Task details - Gather every line below that contains the string "green", copying each one in full. Case counts, so match the string only with the same capitalization.

----

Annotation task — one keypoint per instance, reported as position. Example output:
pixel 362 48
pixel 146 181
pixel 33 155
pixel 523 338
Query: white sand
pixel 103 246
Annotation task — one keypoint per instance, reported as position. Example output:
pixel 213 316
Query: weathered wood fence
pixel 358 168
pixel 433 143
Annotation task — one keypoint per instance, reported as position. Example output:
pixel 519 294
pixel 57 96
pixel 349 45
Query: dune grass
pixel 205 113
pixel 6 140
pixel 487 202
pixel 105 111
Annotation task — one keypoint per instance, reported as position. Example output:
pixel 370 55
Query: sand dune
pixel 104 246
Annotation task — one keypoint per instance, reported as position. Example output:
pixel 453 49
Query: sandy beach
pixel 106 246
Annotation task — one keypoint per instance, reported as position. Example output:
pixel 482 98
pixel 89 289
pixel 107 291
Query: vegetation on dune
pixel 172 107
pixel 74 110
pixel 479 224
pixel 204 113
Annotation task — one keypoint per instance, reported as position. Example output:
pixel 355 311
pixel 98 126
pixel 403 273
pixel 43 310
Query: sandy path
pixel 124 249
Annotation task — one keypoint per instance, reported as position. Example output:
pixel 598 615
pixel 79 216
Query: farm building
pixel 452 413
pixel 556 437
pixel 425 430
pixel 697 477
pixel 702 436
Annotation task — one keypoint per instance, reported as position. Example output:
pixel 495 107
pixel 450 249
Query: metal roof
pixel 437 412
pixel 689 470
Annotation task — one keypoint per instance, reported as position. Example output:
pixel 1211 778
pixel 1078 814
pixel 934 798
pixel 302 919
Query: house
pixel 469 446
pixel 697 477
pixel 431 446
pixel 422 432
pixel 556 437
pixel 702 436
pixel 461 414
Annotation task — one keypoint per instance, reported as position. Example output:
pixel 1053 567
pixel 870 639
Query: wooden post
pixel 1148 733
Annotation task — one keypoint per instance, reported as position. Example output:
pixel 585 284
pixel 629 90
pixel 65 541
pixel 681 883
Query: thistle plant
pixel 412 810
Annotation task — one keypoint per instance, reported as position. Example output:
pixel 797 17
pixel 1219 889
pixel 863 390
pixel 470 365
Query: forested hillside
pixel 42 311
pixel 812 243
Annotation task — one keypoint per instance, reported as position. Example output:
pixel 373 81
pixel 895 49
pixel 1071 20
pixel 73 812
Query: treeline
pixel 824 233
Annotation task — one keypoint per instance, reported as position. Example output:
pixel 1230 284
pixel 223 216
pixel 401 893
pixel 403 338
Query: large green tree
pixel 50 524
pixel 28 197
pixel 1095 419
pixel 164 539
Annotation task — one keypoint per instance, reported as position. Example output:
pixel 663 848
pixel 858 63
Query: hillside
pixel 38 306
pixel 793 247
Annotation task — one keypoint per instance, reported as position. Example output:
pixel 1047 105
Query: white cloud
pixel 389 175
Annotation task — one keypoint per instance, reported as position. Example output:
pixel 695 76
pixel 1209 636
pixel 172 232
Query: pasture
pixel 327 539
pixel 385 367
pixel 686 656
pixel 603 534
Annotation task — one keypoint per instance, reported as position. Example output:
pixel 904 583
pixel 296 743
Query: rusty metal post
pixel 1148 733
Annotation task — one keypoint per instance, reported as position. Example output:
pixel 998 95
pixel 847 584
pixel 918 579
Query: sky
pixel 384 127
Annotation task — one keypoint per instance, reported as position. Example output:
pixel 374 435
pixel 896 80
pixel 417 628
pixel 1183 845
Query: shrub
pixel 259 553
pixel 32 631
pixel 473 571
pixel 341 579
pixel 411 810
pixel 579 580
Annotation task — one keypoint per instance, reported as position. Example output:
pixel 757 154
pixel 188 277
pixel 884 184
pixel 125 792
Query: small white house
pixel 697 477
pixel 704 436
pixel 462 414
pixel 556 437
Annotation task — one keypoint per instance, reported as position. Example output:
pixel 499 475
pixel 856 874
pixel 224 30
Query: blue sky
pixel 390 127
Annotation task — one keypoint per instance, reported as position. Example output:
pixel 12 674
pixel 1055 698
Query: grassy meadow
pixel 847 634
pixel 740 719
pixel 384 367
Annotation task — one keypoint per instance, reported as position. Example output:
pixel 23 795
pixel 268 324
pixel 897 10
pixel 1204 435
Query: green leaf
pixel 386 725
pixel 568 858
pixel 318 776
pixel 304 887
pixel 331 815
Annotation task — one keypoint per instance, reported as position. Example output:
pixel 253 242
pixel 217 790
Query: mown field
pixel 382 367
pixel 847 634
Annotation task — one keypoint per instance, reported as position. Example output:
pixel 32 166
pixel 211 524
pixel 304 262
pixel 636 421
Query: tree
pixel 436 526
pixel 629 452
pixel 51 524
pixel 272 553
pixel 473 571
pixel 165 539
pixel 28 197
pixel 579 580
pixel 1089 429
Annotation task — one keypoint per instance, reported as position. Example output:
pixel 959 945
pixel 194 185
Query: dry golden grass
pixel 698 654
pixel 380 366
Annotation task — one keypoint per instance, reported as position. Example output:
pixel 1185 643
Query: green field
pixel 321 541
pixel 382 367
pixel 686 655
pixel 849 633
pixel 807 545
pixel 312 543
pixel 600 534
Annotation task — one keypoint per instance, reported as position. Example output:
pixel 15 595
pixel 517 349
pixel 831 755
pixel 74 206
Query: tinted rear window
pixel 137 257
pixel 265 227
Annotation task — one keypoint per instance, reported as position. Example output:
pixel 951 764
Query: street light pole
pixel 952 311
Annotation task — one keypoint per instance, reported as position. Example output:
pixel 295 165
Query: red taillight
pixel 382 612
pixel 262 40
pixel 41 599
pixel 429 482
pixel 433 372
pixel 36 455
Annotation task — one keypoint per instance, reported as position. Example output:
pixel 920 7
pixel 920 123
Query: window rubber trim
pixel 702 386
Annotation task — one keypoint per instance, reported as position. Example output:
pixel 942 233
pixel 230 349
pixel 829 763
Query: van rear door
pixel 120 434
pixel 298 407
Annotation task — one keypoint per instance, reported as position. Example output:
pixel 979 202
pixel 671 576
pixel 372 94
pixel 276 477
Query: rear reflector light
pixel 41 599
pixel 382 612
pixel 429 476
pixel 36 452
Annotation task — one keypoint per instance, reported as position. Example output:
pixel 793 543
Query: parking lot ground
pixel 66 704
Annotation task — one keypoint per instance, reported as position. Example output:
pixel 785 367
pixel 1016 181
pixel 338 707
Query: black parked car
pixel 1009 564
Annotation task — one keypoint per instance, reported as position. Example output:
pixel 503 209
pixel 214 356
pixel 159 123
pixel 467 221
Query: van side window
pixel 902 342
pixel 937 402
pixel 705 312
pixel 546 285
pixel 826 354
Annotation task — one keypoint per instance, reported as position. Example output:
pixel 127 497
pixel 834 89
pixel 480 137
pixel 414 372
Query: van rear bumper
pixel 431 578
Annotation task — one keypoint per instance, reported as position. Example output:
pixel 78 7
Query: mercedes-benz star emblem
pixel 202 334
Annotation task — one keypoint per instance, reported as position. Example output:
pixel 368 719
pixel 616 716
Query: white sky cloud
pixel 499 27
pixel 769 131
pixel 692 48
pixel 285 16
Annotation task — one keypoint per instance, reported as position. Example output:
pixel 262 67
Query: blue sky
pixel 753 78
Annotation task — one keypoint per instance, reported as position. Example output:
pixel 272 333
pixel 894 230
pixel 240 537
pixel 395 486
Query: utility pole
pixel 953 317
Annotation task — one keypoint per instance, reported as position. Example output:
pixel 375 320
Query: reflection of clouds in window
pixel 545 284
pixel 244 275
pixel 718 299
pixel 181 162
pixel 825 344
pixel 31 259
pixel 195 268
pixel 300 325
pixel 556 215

----

Task result -
Query: large green tree
Query: green leaf
Query: green field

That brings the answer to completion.